| Task set |
[1] Answer these questions using the debt consolidation text:
(a) How many credit cards have balances in the example?
(b) What is the monthly payment a debt consolidator creates lower than?
(c) What is the first promise listed?
[2] Decide whether each statement below agrees with the debt consolidation text, answering yes or no and quoting the deciding words:
(a) The consolidated payment is higher than the combined minimum payments.
(b) Reducing your stress is one of the promises.
(c) The text says you will not get the promised things if you consolidate your debt.
[3] Go on with the debt consolidation text from where it stops.

| Source extract |
Debt consolidation takes all of your debts and rolls them up into one smaller, ‘more manageable’ monthly payment. I know debt consolidation seems like an answer to your prayers. Until you look under the hood. Then you see the gremlins that can cause it to worsen your debt nightmare.
What happens when the bills are starting to get behind?
The Ford truck payment. The Honda SUV. The six credit cards. The mortgage on the house.
Is debt consolidation the answer? Let’s take a look.
Debt consolidation – what is it?
Let’s say you had six credit cards with balances:
- JC Penney
A debt consolidator would take all six balances and create a monthly payment for you that is lower than all of the minimum monthly payments combined.
Lower payments sounds great, doesn’t it?
The promises are true
On the surface it sounds great because they promise to:
- Stop the bill collectors from calling
- Give you a chance to get back on your feet
- Reduce your stress
- Leave you with more money to spend
Who wouldn’t want these things if you’re in debt?
It’s true – you will get all these things if you consolidate your debt.

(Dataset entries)
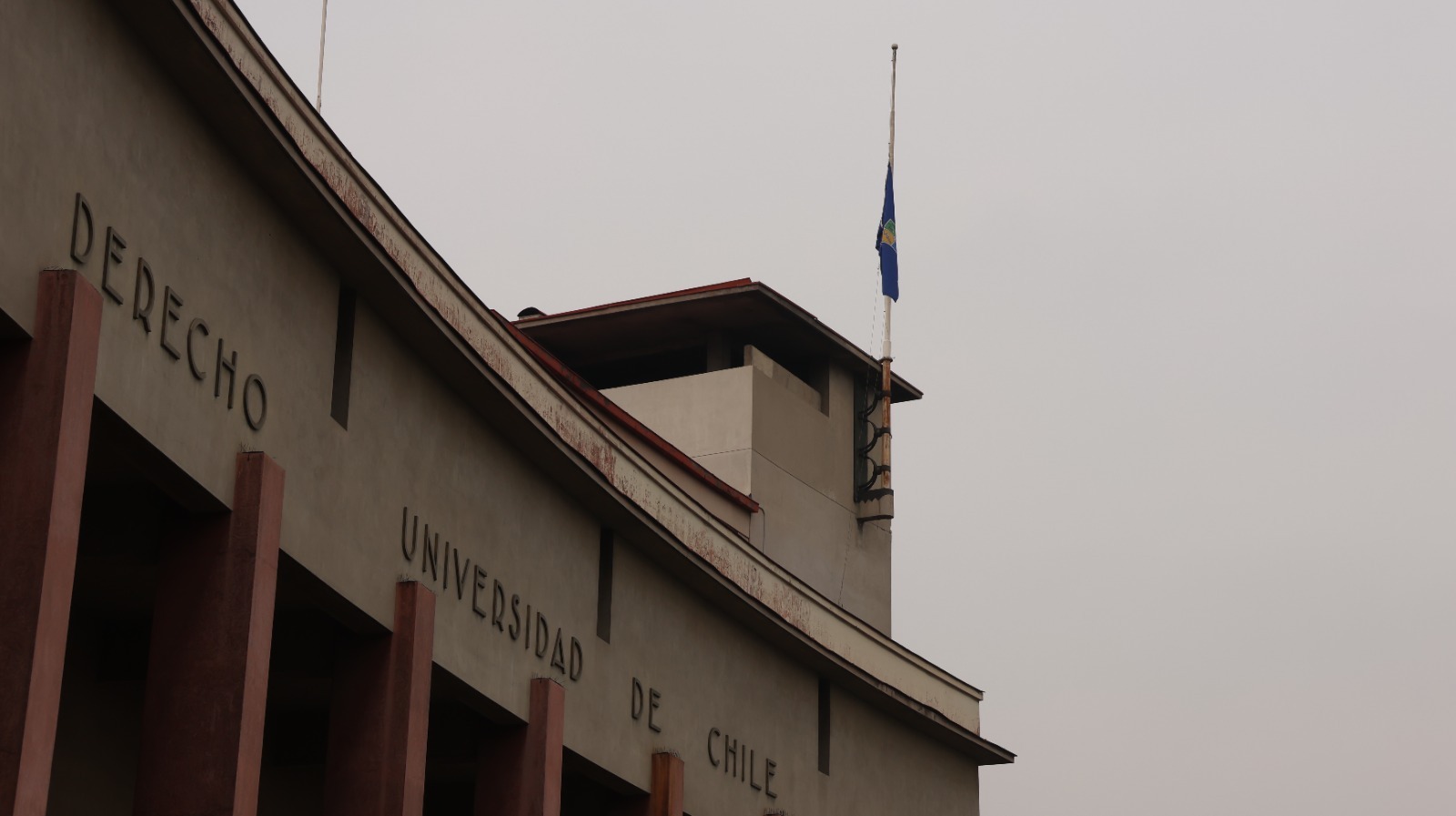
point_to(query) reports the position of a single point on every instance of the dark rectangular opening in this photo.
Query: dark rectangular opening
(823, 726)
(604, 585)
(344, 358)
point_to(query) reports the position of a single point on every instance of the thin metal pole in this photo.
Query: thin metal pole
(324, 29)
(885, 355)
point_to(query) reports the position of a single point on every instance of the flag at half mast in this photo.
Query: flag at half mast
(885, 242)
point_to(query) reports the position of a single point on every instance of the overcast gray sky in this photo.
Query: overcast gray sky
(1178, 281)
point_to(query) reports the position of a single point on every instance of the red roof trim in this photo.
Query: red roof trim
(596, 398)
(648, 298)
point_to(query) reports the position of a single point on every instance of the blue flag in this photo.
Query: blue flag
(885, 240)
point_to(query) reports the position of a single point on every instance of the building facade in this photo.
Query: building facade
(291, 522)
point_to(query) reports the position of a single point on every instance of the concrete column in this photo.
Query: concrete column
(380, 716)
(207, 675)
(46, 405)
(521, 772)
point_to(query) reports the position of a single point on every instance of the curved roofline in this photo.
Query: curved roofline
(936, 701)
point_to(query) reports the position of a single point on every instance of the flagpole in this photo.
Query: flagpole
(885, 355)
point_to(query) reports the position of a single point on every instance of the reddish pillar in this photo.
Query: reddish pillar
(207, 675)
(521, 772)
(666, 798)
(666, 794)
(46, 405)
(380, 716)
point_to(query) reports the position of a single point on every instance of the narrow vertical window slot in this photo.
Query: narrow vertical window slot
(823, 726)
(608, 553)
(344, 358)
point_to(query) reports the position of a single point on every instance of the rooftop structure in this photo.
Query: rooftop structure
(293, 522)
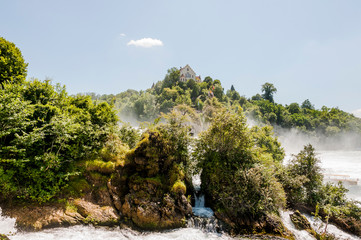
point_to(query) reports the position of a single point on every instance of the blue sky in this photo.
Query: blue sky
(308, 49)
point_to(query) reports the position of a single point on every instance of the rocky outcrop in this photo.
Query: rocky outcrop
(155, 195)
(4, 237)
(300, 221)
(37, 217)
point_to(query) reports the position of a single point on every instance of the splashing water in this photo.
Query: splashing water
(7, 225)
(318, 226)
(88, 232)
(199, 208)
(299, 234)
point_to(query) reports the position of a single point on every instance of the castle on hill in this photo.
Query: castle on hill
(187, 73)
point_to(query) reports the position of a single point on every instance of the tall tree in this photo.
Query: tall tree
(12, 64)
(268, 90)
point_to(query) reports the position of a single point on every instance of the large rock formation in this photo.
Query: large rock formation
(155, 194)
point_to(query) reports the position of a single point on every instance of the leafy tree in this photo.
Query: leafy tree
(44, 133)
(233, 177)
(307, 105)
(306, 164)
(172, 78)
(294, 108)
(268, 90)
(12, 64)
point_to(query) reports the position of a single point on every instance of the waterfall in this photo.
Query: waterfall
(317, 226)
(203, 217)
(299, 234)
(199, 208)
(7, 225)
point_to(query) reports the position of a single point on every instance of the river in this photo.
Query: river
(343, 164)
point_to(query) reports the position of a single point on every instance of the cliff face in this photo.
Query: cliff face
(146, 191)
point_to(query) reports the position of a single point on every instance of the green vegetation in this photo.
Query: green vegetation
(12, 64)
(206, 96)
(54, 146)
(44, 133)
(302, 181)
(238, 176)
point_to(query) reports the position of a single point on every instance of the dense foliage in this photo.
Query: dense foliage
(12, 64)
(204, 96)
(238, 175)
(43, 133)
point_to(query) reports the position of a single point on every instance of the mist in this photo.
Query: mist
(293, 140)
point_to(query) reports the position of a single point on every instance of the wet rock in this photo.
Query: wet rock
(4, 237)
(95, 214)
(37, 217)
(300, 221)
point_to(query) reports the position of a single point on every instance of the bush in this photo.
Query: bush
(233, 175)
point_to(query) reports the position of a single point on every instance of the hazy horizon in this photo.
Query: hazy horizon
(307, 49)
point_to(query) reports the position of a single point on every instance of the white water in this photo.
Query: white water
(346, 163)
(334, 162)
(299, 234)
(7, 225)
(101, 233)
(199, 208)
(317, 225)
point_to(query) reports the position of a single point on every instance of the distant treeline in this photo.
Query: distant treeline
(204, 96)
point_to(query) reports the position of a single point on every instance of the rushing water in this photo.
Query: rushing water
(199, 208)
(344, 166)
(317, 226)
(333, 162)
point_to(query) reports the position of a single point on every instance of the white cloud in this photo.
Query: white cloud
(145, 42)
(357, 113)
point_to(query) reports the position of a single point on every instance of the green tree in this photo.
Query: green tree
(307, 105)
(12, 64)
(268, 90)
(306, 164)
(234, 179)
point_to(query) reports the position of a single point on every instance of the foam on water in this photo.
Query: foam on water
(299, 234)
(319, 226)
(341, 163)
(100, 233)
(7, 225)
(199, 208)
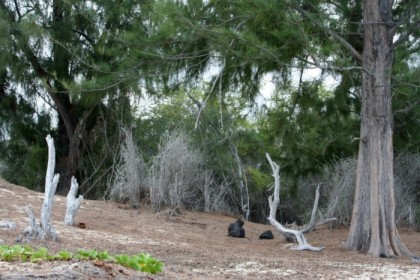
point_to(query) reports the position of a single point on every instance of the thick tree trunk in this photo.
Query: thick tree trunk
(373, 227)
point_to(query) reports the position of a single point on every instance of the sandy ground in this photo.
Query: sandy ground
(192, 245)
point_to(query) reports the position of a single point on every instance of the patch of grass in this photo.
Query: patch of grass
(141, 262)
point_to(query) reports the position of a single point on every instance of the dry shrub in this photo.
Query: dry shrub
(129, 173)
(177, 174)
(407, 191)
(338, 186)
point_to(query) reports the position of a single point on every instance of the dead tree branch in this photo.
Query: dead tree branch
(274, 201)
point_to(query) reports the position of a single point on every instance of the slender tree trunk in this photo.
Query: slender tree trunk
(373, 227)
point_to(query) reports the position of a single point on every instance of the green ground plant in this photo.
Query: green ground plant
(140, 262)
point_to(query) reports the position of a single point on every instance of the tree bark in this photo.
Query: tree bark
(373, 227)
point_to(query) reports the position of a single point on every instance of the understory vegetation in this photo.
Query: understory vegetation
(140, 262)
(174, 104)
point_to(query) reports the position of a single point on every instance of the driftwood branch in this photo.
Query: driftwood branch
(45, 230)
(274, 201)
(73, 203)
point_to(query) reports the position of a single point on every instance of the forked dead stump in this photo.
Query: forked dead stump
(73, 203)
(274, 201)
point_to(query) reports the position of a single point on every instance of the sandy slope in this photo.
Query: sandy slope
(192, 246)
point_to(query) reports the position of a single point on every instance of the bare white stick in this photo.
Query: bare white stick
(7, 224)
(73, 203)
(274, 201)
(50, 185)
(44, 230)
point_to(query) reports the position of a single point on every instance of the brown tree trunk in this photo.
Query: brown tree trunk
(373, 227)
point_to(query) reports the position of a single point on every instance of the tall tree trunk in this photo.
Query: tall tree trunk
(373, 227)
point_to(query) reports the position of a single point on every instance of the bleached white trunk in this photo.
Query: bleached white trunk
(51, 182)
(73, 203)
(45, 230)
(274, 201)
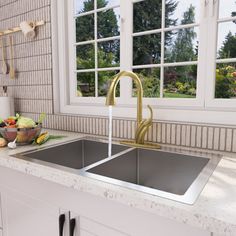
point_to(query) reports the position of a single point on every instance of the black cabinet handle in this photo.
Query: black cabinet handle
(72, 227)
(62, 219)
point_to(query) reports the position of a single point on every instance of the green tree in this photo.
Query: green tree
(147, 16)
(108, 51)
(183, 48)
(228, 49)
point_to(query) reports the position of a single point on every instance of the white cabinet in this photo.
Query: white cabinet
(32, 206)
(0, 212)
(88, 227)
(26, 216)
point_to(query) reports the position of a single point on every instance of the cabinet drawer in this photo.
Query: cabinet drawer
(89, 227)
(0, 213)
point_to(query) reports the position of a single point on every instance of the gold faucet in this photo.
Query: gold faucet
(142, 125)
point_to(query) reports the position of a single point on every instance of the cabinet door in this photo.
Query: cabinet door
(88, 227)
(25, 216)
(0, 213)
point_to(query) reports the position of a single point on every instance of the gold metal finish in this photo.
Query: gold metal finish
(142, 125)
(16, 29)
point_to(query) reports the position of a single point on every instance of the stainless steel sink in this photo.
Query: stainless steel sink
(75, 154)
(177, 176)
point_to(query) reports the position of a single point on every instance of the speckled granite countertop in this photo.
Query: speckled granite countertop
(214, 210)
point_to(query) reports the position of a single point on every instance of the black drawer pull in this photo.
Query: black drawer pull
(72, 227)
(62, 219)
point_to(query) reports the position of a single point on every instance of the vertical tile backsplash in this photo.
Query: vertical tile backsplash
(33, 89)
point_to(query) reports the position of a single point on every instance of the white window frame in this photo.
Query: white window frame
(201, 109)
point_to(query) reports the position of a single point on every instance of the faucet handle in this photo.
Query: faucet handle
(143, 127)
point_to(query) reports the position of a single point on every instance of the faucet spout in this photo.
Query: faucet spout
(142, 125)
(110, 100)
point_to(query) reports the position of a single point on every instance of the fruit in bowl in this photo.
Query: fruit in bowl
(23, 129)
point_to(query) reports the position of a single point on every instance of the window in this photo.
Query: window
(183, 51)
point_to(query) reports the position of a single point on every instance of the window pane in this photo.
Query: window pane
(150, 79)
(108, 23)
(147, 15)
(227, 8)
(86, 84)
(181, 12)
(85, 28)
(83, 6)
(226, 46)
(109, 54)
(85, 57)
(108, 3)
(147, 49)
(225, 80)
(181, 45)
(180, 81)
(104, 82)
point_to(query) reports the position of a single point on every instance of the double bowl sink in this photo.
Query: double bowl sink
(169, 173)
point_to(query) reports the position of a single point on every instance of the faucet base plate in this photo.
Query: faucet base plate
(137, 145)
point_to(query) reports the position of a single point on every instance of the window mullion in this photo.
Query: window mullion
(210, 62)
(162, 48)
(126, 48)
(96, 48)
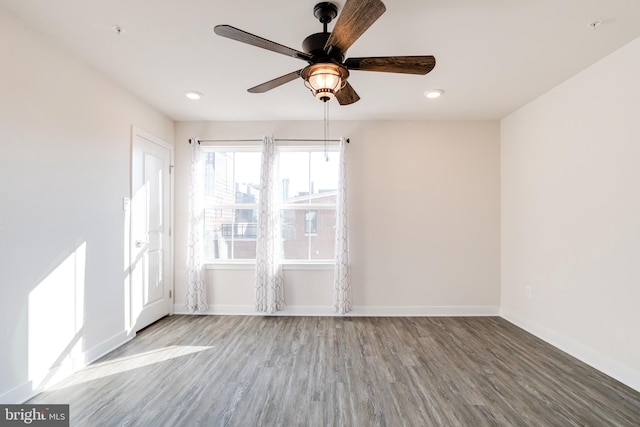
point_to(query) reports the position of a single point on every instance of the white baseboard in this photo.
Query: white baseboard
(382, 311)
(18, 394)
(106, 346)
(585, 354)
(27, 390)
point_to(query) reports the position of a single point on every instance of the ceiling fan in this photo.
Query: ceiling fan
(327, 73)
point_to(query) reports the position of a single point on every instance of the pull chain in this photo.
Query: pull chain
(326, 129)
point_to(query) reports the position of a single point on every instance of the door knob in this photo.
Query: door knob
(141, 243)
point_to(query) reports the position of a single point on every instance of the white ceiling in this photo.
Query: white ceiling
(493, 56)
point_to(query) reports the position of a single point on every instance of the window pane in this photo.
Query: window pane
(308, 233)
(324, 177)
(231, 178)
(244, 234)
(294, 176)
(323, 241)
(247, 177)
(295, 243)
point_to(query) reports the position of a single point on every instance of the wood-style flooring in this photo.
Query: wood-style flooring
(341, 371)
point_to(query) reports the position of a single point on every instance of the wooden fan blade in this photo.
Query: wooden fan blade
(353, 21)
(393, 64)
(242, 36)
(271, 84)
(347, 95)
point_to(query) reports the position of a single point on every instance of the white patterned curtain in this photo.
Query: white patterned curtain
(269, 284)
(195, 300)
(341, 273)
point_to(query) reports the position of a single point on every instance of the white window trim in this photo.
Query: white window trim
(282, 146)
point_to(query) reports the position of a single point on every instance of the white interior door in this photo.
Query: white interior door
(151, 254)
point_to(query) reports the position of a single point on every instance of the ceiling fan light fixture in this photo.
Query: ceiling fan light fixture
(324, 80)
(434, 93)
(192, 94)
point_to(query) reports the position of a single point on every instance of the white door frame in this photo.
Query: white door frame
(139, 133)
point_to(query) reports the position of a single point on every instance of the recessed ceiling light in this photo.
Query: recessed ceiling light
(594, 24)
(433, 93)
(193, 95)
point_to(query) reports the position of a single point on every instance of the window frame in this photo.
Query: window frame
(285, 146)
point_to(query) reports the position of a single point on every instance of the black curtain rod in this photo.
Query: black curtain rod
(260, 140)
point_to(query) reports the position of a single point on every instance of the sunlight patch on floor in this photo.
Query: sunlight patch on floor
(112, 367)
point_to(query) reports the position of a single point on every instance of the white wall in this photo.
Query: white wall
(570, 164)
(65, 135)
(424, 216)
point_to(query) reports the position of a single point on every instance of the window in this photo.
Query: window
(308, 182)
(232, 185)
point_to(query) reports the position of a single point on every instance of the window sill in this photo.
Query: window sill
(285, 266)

| Expected results |
[1]
(a) Six.
(b) All of the minimum monthly payments combined.
(c) To stop the bill collectors from calling.

[2]
(a) No: "lower than all of the minimum monthly payments combined."
(b) Yes: "Reduce your stress"
(c) No: "It’s true – you will get all these things if you consolidate your debt."

[3]
And you’ll have more cash each month
Watch out for the gotchas, because you don’t want to do this. Consider a couple where one of them lost their job. They have the following two loans which they are now struggling to keep up with:
- $20,000 on a 4-year loan at 10%
- $15,000 on a 3-year loan at 12%
The monthly payment on the 4-year loan is $507.
The monthly payment on the 3-year loan is $498.
The friendly debt consolidator comes along and says:
Hey folks, I’ve got great news. You’re currently paying $1005 a month, but I’ve talked with the lenders and I can get you a reduced interest rate and get your monthly payment down to $630 at only 9% interest!
Sweet! You’re thinking “I’ll have an extra $400 in my pocket each month.” And this is true.
You get the lower monthly payment by spreading out your payments over a longer time. I use six years in this example and that results in you paying:
**$10,424 in interest for the new longer loan vs. $7,238 for the original loans. **
You just paid an extra $3,000 in interest for the privilege of spreading out your payments.
Does that sound like a deal to you?
It’s going to cost you an extra $3,000.
What is the best way to consolidate debt?
Debt consolidation is bad for your wallet because of the added expenses it creates.
It also doesn’t address the underlying problem that usually is the reason people need this type of service – poor spending habits. Half of Americans spend more than they earn. That leads to debt, which leads to the need for debt consolidation for some.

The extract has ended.